◆ **Task brief**
In the passage on COVID boosters, what did getting a booster embolden the biologist Gerald Pao to do?

◆ **Selected excerpt**
------------------------------------------------

“We’re still learning about what boosters mean, and what they can do,” Saskia Popescu, an infection-prevention expert at George Mason University, in Virginia, told me. She’s gotten a booster, she said, and hasn’t changed her behavior. But on another level—one that’s more emotional, more intuitive, and, let’s face it, more appealing—a different strain of booster logic holds: If two shots gave us so much freedom, shouldn’t a third do the same? Truly, no one knows. “Honestly, I’m confused on this myself,” Whitney Robinson, an epidemiologist at the University of North Carolina at Chapel Hill, told me.
Ford and others are now charting their own post-booster paths, freelancing in the advisory vacuum the government has left behind. Gerald Pao, a biologist, told me that nabbing a booster emboldened him to visit his elderly aunt in Vancouver. Dianne Jennings, in Boston, says that her booster has made her feel ready to take a delayed vacation to see family members in the Midwest, including an unvaccinated cousin. Ace Robinson, an infectious-disease expert in California, boosted his way into a trip to Egypt and a belated birthday party for his 95-year-old grandmother (also boosted). My own mother, who’s 71, told me that she feels like her Moderna booster is her ticket to traveling overseas; she’s also eager to dine indoors and spend more time with her unvaccinated great-nephew, who’s 8. She feels cooped up, she said over the phone: “It’s been too long.”

------------------------------------------------

[Text-to-region grounding entries]
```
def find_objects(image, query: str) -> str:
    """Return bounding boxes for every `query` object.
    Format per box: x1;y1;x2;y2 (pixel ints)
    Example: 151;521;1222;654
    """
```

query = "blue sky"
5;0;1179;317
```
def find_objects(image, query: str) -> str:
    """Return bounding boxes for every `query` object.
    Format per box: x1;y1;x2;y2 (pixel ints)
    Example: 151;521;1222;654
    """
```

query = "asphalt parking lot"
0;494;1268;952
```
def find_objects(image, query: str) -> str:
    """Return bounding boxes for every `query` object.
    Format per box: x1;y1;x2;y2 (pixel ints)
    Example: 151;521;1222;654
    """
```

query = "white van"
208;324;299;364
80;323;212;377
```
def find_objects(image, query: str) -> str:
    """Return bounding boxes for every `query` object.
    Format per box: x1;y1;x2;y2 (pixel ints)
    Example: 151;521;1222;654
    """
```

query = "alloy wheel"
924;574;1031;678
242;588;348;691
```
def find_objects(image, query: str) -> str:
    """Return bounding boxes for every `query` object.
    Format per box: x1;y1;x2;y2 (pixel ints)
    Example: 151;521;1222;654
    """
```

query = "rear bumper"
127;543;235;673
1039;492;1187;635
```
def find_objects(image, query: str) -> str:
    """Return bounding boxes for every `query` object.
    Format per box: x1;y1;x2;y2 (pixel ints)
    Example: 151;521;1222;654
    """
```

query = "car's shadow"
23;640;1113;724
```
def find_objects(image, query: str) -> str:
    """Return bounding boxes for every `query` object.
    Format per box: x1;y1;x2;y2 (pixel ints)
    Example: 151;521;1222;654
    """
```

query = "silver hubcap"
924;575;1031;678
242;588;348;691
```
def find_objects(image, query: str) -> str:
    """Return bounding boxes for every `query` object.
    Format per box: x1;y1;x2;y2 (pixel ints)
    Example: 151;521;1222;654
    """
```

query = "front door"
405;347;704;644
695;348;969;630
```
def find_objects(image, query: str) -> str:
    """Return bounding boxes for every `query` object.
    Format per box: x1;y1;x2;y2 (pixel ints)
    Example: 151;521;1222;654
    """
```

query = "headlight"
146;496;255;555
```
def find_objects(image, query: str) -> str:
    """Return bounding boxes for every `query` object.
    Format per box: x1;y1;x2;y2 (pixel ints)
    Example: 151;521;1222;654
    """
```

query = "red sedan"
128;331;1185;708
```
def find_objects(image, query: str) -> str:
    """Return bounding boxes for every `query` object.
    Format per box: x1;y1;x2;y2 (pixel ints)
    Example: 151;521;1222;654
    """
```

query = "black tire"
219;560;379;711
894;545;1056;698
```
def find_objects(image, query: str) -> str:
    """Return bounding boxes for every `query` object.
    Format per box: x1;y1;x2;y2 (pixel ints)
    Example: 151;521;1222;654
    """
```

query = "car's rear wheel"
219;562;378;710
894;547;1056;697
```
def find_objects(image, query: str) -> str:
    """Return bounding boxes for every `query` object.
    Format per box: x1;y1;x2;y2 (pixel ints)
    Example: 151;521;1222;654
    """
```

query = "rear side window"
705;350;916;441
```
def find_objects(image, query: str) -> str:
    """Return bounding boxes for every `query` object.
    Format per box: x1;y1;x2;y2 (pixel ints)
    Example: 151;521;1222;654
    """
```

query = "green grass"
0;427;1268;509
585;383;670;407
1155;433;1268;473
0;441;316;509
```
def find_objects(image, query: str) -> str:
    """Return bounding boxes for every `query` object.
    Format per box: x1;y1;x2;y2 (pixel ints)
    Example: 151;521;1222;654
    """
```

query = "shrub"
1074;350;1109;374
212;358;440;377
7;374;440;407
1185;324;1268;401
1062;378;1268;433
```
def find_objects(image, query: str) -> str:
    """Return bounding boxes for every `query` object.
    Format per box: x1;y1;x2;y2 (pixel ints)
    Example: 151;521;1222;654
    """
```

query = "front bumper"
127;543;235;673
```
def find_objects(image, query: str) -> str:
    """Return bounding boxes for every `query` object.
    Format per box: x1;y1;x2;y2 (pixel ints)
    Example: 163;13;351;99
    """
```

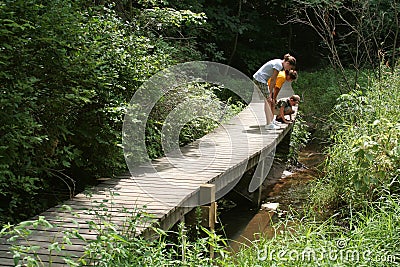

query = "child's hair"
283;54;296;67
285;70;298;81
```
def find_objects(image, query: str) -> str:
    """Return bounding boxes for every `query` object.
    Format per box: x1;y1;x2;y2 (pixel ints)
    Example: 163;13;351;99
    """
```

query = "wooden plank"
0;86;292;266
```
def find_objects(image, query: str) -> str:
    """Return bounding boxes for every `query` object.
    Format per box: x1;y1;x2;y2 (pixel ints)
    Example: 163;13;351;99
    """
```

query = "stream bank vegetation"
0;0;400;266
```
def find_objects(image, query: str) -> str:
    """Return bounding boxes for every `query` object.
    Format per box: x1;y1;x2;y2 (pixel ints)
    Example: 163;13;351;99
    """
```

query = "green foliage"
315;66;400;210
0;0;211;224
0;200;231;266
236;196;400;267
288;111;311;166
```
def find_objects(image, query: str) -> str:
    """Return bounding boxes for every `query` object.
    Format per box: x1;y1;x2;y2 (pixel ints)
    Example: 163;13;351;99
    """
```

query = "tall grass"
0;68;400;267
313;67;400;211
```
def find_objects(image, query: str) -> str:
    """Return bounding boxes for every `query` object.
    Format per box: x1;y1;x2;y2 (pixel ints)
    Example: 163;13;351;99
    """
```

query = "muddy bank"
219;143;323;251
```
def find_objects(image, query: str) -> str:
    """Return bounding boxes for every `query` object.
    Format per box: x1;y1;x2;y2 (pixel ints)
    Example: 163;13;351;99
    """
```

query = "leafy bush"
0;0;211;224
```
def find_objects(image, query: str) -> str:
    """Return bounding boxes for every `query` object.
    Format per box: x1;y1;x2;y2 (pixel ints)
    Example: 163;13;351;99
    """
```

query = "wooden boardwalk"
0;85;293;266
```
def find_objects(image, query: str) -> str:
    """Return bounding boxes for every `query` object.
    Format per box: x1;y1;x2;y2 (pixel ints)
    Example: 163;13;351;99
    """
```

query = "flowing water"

------------------------------------------------

◆ **Answer for this exercise**
Visit his elderly aunt in Vancouver.